Saved entries

..............................

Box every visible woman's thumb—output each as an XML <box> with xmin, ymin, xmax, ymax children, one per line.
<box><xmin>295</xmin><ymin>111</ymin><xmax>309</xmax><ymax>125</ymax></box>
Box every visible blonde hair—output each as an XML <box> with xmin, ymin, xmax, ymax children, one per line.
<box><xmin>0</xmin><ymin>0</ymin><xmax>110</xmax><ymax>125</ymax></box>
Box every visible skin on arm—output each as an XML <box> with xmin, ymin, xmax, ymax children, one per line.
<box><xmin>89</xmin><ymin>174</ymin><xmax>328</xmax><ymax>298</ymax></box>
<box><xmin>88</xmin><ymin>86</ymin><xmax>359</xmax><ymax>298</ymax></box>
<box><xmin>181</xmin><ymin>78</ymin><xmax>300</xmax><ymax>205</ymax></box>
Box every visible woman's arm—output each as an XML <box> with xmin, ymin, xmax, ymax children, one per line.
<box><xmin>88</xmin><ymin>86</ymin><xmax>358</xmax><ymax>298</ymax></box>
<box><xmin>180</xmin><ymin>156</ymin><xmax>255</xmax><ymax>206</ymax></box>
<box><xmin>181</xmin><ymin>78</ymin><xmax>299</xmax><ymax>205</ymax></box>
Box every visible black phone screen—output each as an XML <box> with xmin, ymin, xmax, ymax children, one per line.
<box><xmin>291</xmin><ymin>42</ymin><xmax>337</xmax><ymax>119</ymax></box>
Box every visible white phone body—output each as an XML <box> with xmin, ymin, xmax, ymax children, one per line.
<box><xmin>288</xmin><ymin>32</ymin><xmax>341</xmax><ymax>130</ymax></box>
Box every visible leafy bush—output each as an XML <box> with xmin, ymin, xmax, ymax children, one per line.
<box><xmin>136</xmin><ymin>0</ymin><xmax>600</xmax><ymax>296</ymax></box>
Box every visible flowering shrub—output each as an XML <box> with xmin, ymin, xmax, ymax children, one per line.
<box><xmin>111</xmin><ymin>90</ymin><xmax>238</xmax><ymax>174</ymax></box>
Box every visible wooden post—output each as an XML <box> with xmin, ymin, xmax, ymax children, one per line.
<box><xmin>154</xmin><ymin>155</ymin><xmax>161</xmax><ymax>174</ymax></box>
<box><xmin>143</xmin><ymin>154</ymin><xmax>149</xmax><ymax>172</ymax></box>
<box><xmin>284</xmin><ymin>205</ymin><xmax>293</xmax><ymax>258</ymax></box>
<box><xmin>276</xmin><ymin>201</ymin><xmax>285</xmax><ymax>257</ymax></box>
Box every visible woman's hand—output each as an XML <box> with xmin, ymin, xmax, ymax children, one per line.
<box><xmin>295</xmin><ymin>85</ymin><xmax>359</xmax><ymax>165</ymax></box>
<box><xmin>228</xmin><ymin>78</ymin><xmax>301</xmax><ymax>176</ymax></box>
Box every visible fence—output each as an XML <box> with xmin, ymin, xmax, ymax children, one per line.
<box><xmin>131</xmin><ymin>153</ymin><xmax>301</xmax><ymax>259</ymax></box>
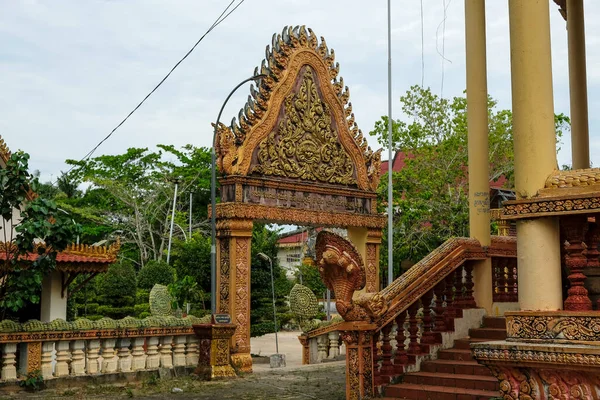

..............................

> **WORK TO BE COMPLETED**:
The lines from the one containing "Box every visible woman's hand—output" through the last line of the data above are to be transcribed exactly, both included, with all pictures left out.

> **ANSWER TO THIS TASK**:
Box every visible woman's hand—output each as an XML <box> with xmin, ymin, xmax, ymax children, one per line.
<box><xmin>295</xmin><ymin>85</ymin><xmax>359</xmax><ymax>165</ymax></box>
<box><xmin>228</xmin><ymin>78</ymin><xmax>301</xmax><ymax>176</ymax></box>
Box every visible fence—output each as an XML <box> with xmin, ymin, xmax, ymax children, one per line.
<box><xmin>131</xmin><ymin>153</ymin><xmax>301</xmax><ymax>259</ymax></box>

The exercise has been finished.